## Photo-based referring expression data
▬▬▬▬▬▬

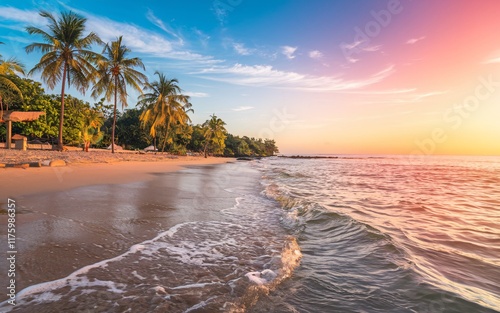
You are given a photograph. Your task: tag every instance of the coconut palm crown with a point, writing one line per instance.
(116, 71)
(66, 55)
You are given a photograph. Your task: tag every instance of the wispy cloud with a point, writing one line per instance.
(242, 108)
(241, 49)
(315, 54)
(30, 17)
(288, 51)
(142, 40)
(492, 60)
(413, 41)
(197, 94)
(159, 23)
(372, 48)
(266, 75)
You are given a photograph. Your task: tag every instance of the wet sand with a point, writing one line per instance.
(75, 216)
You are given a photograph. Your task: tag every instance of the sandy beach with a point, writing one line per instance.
(82, 169)
(99, 205)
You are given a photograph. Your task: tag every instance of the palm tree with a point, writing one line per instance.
(8, 68)
(67, 55)
(92, 123)
(214, 133)
(164, 106)
(116, 71)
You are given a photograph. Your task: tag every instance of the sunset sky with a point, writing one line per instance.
(318, 76)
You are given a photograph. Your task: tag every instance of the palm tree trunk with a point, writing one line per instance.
(61, 118)
(114, 119)
(166, 137)
(205, 150)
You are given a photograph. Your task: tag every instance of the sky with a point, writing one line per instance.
(319, 77)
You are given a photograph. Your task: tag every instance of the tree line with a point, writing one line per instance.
(160, 118)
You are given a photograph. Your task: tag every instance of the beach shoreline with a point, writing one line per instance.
(72, 216)
(87, 168)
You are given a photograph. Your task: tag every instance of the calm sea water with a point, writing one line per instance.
(389, 234)
(353, 234)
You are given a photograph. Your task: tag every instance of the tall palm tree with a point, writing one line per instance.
(115, 72)
(164, 105)
(214, 133)
(9, 68)
(67, 55)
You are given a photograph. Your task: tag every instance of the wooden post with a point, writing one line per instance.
(9, 134)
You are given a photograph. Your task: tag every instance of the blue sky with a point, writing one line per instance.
(300, 71)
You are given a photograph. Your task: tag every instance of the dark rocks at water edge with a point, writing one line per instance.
(248, 158)
(307, 157)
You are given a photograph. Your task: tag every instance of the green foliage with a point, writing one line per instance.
(215, 135)
(129, 133)
(161, 116)
(164, 107)
(66, 57)
(91, 128)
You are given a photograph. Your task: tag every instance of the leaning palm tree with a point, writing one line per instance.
(91, 133)
(115, 72)
(67, 55)
(9, 68)
(215, 134)
(164, 105)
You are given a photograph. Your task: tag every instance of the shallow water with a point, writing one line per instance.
(387, 234)
(353, 234)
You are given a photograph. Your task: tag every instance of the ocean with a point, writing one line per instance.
(346, 234)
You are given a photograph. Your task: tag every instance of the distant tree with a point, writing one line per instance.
(115, 72)
(270, 147)
(67, 55)
(91, 133)
(164, 106)
(9, 68)
(214, 134)
(129, 132)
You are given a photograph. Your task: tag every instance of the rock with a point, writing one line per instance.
(57, 163)
(23, 165)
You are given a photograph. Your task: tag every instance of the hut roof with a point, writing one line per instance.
(17, 116)
(17, 136)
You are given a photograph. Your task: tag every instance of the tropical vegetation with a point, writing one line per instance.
(160, 118)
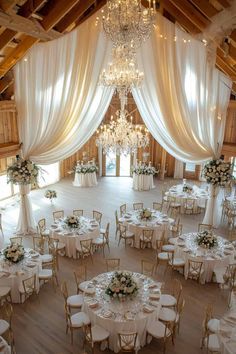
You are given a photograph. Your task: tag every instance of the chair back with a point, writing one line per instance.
(58, 215)
(16, 240)
(137, 206)
(112, 264)
(122, 209)
(127, 341)
(97, 216)
(147, 268)
(78, 212)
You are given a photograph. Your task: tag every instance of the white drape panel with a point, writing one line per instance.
(58, 99)
(179, 169)
(183, 100)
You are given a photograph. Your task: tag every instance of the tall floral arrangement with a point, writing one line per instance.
(218, 172)
(22, 172)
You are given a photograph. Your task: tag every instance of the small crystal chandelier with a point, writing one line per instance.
(122, 73)
(127, 21)
(121, 136)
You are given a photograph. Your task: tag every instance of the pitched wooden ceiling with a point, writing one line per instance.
(25, 22)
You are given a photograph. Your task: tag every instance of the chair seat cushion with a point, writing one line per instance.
(167, 300)
(45, 274)
(4, 326)
(167, 315)
(4, 290)
(75, 300)
(79, 319)
(99, 334)
(157, 329)
(168, 248)
(45, 258)
(213, 343)
(213, 325)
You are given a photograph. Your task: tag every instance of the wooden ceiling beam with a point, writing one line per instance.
(191, 13)
(205, 7)
(57, 11)
(180, 17)
(20, 24)
(77, 11)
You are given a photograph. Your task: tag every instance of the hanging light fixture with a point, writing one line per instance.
(127, 21)
(121, 136)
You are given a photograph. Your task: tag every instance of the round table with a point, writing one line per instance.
(142, 182)
(85, 179)
(219, 256)
(199, 195)
(127, 316)
(159, 222)
(11, 275)
(89, 229)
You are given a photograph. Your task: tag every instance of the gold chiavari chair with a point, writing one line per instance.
(59, 214)
(128, 342)
(126, 235)
(78, 212)
(16, 240)
(95, 335)
(137, 206)
(147, 268)
(97, 216)
(122, 209)
(146, 238)
(112, 264)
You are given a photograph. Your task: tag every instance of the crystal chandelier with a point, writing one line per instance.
(127, 21)
(121, 136)
(122, 73)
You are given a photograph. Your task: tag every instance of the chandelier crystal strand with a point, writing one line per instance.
(121, 136)
(127, 21)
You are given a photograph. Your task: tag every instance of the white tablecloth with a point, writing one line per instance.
(158, 223)
(198, 194)
(12, 274)
(120, 312)
(219, 256)
(85, 179)
(89, 229)
(143, 182)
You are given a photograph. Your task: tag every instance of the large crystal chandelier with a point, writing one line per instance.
(121, 136)
(122, 74)
(127, 21)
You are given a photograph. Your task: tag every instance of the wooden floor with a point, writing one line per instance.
(39, 324)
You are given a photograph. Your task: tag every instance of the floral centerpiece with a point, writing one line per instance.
(122, 285)
(187, 188)
(218, 172)
(144, 170)
(145, 214)
(72, 222)
(22, 172)
(50, 194)
(206, 239)
(14, 253)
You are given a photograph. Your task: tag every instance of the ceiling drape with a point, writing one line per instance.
(184, 99)
(58, 99)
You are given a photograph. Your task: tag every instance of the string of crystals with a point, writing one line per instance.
(127, 21)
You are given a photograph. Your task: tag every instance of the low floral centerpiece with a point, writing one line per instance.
(144, 170)
(145, 214)
(14, 253)
(22, 172)
(218, 172)
(122, 286)
(206, 239)
(72, 222)
(50, 194)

▬▬▬▬▬▬

## Brief
Write the records above out again word for word, skipping each picture.

## Finished exercise
You are given a photograph. Your task: tag every instance of the coconut palm crown with a point, writing one line per instance.
(116, 71)
(66, 55)
You are given a photograph. Your task: tag every instance of the wispy cloud with a point, writing one line per instance.
(242, 108)
(241, 49)
(315, 54)
(30, 17)
(288, 51)
(142, 40)
(492, 60)
(413, 41)
(197, 94)
(159, 23)
(372, 48)
(266, 75)
You are given a photograph. Your task: tag every instance of the wet sand with a point, writing one line per instance.
(75, 216)
You are given a photograph. Your task: tag every instance of the sandy beach with a point, writing one line per instance.
(82, 169)
(99, 205)
You are given a photograph. Your task: tag every instance of the palm tree with a point, writing one line per instance.
(8, 68)
(67, 55)
(92, 123)
(214, 133)
(164, 106)
(116, 71)
You are given a photograph. Your task: tag every instance of the sunset sky with a point, writing one line per instance.
(318, 76)
You are given a photograph. Your task: tag every instance of the palm tree trunk with a point, writing one line per instance.
(61, 118)
(114, 119)
(166, 137)
(205, 150)
You are given a photograph. Your task: tag every instance of the sky with a point, writing one line per instance.
(319, 77)
You are given a photograph. Your task: tag every instance of the tree line with a point, writing one line per instance.
(160, 118)
You are given a photograph. Your task: tag every instance of the beach shoreline with a point, writing one line per instance.
(72, 216)
(87, 168)
You are given a photograph. Your task: tag every instance of the calm sea water with a point, writing one line per instance.
(389, 234)
(353, 234)
You are given a photograph. Your task: tag every instance of the tall palm tree with a point, writing one line per instance.
(115, 72)
(164, 105)
(214, 133)
(9, 68)
(67, 55)
You are given a photograph. Your task: tag every instance of the wooden post with a point, writing one line per instance.
(9, 134)
You are given a photograph. Your task: tag every instance of the blue sky with a point, writing one line per instance.
(300, 71)
You are given a photograph. Your task: tag every instance of the dark rocks at water edge with a point, writing one line per instance.
(248, 158)
(307, 157)
You are given a photograph. Your task: tag every instance of the green foliage with a point, writing one line per instance.
(215, 135)
(129, 133)
(161, 116)
(164, 107)
(66, 57)
(91, 128)
You are given a photograph. Your task: tag every instance of the leaning palm tree with a point, writing one line per instance.
(91, 133)
(115, 72)
(67, 55)
(9, 68)
(215, 134)
(164, 105)
You are given a photograph. Your task: tag every instance of the shallow water with a point, writing one line per instance.
(387, 234)
(353, 234)
You are given a photograph. Your task: tag every instance of the ocean with a point, writing one line per instance.
(346, 234)
You are given a photograph. Your task: tag every instance of the distant tree with a point, writing one line per instance.
(115, 72)
(270, 147)
(67, 55)
(91, 133)
(164, 106)
(9, 68)
(214, 134)
(129, 132)
You are given a photograph. Your task: tag every instance of the rock with a point, writing one line per instance.
(57, 163)
(23, 165)
You are given a photograph. Your task: tag every instance of the hut roof with a point, writing one line per instance.
(17, 116)
(17, 136)
You are given a photograph. Your task: tag every instance of the tropical vegetation with a point, writing one line per instance.
(160, 118)
You are given a photograph. Your task: tag every instance of the chair back with a point, writing one line per instance.
(58, 215)
(16, 240)
(137, 206)
(112, 264)
(122, 209)
(127, 341)
(97, 216)
(147, 268)
(78, 212)
You are given a photograph. Your task: tag every instance of the white drape panel with a point, writing one line per instance.
(58, 99)
(179, 169)
(183, 100)
You are given a photograph. Your task: tag every instance of the tall floral arrangement with a point, writing one line per instance.
(218, 172)
(22, 172)
You are given a photograph. Your task: tag every instance of the small crystal chandelier with a point, writing one line per instance.
(122, 73)
(127, 21)
(121, 136)
You are given a photograph. Your task: tag every instance of the pitched wooden ceiling with a point, writing one line per instance.
(25, 22)
You are given a photograph. Your task: tag every instance of the chair seat cushion with a point, writing one line per instance.
(167, 300)
(45, 274)
(4, 326)
(167, 315)
(4, 290)
(75, 300)
(79, 319)
(99, 334)
(157, 329)
(168, 248)
(45, 258)
(213, 343)
(213, 325)
You are given a photograph. Your task: tag every instance of the wooden ceiling beam with a point, writing one line per instance.
(191, 13)
(205, 7)
(57, 11)
(180, 17)
(20, 24)
(77, 11)
You are given a photograph. Your task: tag every instance of the hanging light fixture with a point, writing one line per instance.
(127, 21)
(121, 136)
You are given a photograph. Your task: tag every instance of the round table with a point, writing one line per instance.
(142, 182)
(85, 179)
(219, 256)
(199, 195)
(127, 316)
(159, 222)
(11, 275)
(89, 229)
You are given a photograph. Your task: tag every instance of the gold chiavari chair with a point, writing one line per instance.
(59, 214)
(128, 342)
(126, 235)
(78, 212)
(16, 240)
(95, 335)
(137, 206)
(147, 268)
(97, 216)
(122, 209)
(146, 238)
(112, 264)
You are given a photograph. Your task: tag every instance of the crystal chandelier with a point, writing one line per instance.
(127, 21)
(121, 136)
(122, 73)
You are given a photograph. Your task: tag every instance of the chandelier crystal strand with a point, writing one line per instance.
(121, 136)
(127, 21)
You are given a photograph. Your task: tag every instance of the white tablecloth with a point, writing one line per instance.
(158, 223)
(198, 194)
(12, 274)
(120, 312)
(219, 256)
(85, 179)
(89, 229)
(143, 182)
You are given a photograph. Your task: tag every instance of the large crystal chandelier with a point, writing one line per instance.
(121, 136)
(122, 74)
(127, 21)
You are given a photograph. Your task: tag every instance of the wooden floor with a point, writing one line per instance.
(39, 324)
You are given a photograph. Your task: tag every instance of the floral centerpiece with a point, writing one line per instance.
(122, 285)
(187, 188)
(218, 172)
(144, 170)
(145, 214)
(72, 222)
(22, 172)
(50, 194)
(206, 239)
(14, 253)
You are given a photograph. Your task: tag every instance of the ceiling drape with a point, writing one line per instance.
(184, 99)
(58, 99)
You are given a photograph. Your task: tag every instance of the string of crystals with a point, writing one line per instance.
(127, 21)
You are given a photograph. Your task: tag every instance of the low floral centerpiece with a point, writing one line per instance.
(144, 170)
(145, 214)
(14, 253)
(22, 172)
(218, 172)
(122, 286)
(206, 239)
(72, 222)
(50, 194)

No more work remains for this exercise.